■ Passage given:

══════════

The use of the Internet in Uganda has typically been confined to urban areas; but a pilot telecenter in central Uganda is proving that this service can transform the lives of users in rural areas. The results of the project have led to national telecommunications policies aimed at encouraging the development of rural telecommunications.
Among the telecenter users is metal worker Thomas Kasana, who works in the rural trading center of Nakaseke in central Uganda.
He graduated over a year ago with a vocational training certificate in metal fabrication and is able to manufacture window frames, gates and other household products for the local building industry. Instead of establishing his business in the city, he chose to move to Nakaseke.
Thomas Kasana says the key attraction to the location is the presence of the telecenter.
“In our area in Nakaseke, I develop new designs which my co-workers, they ask me: ‘Where do you get such designs?’ And those designs, I download them from the Internet. So I have got very many customers because of that.”
Thomas Senkyanzi is another enthusiastic user of the Internet at the Nakaseke telecenter; he is a teacher at a secondary school in the area. He says the internet is helpful in tracking the foreign donations that pay for the fees and tuition of a number of children in his school.

══════════

■ Supplied information:
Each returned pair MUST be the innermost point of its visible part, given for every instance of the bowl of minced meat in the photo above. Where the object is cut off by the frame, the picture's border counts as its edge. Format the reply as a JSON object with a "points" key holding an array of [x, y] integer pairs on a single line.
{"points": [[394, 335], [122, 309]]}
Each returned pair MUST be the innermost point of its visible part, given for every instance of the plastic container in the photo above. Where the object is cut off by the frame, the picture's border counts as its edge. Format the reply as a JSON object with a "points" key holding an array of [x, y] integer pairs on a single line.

══════════

■ Written instruction: Reproduce the entire passage above about the rural telecenter in Nakaseke, Uganda, word for word.

■ Task output:
The use of the Internet in Uganda has typically been confined to urban areas; but a pilot telecenter in central Uganda is proving that this service can transform the lives of users in rural areas. The results of the project have led to national telecommunications policies aimed at encouraging the development of rural telecommunications.
Among the telecenter users is metal worker Thomas Kasana, who works in the rural trading center of Nakaseke in central Uganda.
He graduated over a year ago with a vocational training certificate in metal fabrication and is able to manufacture window frames, gates and other household products for the local building industry. Instead of establishing his business in the city, he chose to move to Nakaseke.
Thomas Kasana says the key attraction to the location is the presence of the telecenter.
“In our area in Nakaseke, I develop new designs which my co-workers, they ask me: ‘Where do you get such designs?’ And those designs, I download them from the Internet. So I have got very many customers because of that.”
Thomas Senkyanzi is another enthusiastic user of the Internet at the Nakaseke telecenter; he is a teacher at a secondary school in the area. He says the internet is helpful in tracking the foreign donations that pay for the fees and tuition of a number of children in his school.